JOB 1: In the passage on the British Empire Medal, restate the paragraph beginning "In 1922, the original medal was discontinued" as a short bulleted list that keeps its main facts.

The British Empire Medal (BEM; formerly British Empire Medal for Meritorious Service) is a British and Commonwealth award for meritorious civil or military service worthy of recognition by the Crown. The current honour was created in 1922 to replace the original medal, which had been established in 1917 as part of the Order of the British Empire.

Award
The British Empire Medal is granted in recognition of meritorious civil or military service. Recipients are entitled to use the post-nominal letters "BEM".

Since December 1918, the honour has been divided into civil and military divisions in a similar way to the Order of the British Empire itself. While recipients are not members of the Order, the medal is affiliated to it.

Between 1993 and 2012, the British Empire Medal was not awarded to subjects of the United Kingdom, although it continued to be awarded in some Commonwealth realms during that time. The practice of awarding the Medal to British subjects was resumed in June 2012, to coincide with the Queen's Diamond Jubilee, but only in the civil division.

Since March 1941 a clasp attached to the ribbon can be bestowed to denote a further award.

A holder of the BEM subsequently appointed to membership of the Order of the British Empire is permitted to wear the insignia for both.

History

1917–1922
The Medal of the Order of the British Empire was established in June 1917, along with the Order of the British Empire of which it was a part, and could be awarded for either meritorious service or for gallantry. It was awarded to 2,014 people, 800 of whom were from foreign countries.

1922–1940
In 1922, the original medal was discontinued, and was replaced by two separate honours, both of which still formed part of the Order of the British Empire. These two honours were known as the Medal of the Order of the British Empire for Meritorious Service (usually referred to as British Empire Medal, BEM) and the Medal of the Order of the British Empire for Gallantry (usually referred to as Empire Gallantry Medal, EGM). Of these medals, the EGM was awarded for acts of bravery, until it was replaced by the George Cross in 1940. The BEM was awarded in similar circumstances as the lower classes of the Order of the British Empire, but usually to people below management or professional level. In the uniformed services, it was awarded to non-commissioned officers of the armed forces, officers below superintendent rank in the police, and personnel below divisional officer level in the fire services.

DATA:

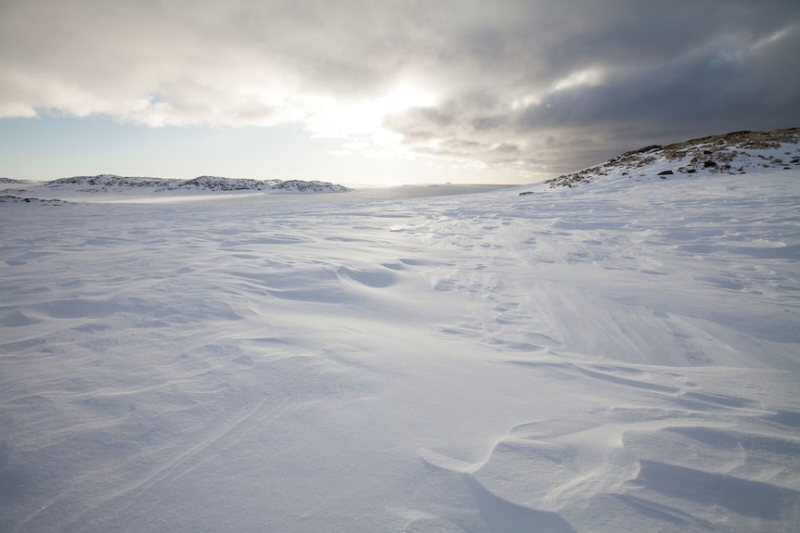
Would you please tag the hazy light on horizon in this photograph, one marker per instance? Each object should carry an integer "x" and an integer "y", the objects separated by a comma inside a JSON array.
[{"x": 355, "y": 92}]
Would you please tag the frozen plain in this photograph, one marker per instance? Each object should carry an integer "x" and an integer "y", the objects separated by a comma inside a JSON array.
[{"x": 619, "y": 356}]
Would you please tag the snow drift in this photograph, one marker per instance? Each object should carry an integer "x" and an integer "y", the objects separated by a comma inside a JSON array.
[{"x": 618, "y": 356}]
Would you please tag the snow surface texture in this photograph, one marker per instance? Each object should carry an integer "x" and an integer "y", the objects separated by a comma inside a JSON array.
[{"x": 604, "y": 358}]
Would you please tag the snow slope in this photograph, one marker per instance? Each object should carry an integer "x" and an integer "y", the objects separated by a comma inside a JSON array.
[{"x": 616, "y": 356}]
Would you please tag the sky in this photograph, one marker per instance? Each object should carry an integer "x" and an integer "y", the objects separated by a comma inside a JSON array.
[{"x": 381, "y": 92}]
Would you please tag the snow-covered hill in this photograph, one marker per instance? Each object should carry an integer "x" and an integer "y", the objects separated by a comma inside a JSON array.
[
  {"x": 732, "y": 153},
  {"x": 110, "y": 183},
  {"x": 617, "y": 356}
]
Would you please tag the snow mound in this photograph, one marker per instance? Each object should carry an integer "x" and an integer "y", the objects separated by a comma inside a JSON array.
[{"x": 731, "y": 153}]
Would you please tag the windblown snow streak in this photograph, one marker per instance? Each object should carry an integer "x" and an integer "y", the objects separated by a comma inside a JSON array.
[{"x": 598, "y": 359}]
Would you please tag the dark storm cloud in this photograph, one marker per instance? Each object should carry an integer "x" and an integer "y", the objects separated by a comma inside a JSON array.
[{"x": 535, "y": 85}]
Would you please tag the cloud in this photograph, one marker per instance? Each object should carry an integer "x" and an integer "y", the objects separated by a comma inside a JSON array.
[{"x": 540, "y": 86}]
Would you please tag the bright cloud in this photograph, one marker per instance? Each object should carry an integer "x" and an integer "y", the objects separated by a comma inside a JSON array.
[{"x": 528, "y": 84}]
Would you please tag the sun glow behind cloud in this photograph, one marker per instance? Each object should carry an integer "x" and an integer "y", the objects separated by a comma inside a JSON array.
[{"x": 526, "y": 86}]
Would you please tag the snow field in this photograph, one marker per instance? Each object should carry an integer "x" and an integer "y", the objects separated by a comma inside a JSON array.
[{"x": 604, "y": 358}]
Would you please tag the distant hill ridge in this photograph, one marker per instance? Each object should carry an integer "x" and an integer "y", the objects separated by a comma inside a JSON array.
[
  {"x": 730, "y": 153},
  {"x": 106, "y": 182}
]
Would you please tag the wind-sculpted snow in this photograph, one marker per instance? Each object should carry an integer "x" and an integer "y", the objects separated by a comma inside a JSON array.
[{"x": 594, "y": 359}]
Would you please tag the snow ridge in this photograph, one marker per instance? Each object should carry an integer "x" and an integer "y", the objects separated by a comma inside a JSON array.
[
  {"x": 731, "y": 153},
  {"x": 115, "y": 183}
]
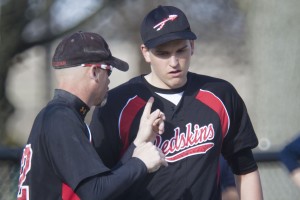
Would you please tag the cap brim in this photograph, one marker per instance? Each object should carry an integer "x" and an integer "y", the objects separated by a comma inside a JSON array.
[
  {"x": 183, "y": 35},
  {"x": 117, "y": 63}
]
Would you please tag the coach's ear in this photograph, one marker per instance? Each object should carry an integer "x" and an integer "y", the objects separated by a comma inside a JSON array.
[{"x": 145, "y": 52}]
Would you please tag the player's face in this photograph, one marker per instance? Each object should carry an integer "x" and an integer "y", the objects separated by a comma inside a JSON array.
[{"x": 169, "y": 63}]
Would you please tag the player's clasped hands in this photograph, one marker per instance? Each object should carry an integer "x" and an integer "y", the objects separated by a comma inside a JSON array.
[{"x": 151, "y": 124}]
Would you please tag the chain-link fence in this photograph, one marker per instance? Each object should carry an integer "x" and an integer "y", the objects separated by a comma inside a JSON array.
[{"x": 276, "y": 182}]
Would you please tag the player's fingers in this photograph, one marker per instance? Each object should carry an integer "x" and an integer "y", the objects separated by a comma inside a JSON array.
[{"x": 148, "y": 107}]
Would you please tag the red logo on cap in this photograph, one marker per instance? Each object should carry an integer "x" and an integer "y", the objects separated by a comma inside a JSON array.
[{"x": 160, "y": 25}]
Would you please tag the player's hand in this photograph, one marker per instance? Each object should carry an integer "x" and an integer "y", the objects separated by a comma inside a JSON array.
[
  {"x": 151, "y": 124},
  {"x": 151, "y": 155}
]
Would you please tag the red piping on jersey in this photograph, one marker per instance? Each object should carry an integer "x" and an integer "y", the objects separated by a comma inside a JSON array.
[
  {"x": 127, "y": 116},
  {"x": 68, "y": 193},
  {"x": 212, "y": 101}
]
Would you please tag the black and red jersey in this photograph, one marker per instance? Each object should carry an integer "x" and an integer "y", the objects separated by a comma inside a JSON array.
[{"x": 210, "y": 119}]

JOB 2: How many lines of the records above contain the string "hill"? Case counts. Reply with the number alone.

EXERCISE SOLUTION 1:
- In 1922 the original medal was discontinued and replaced by two separate honors, both still part of the Order of the British Empire.
- The Medal of the Order of the British Empire for Meritorious Service was usually called the British Empire Medal (BEM).
- The Medal of the Order of the British Empire for Gallantry was usually called the Empire Gallantry Medal (EGM). It was awarded for acts of bravery until the George Cross replaced it in 1940.
- The BEM was awarded in circumstances similar to the lower classes of the Order, but usually to people below management or professional level.
- In the uniformed services, it went to non-commissioned officers of the armed forces, police officers below superintendent rank, and fire service personnel below divisional officer level.

EXERCISE SOLUTION 2: 2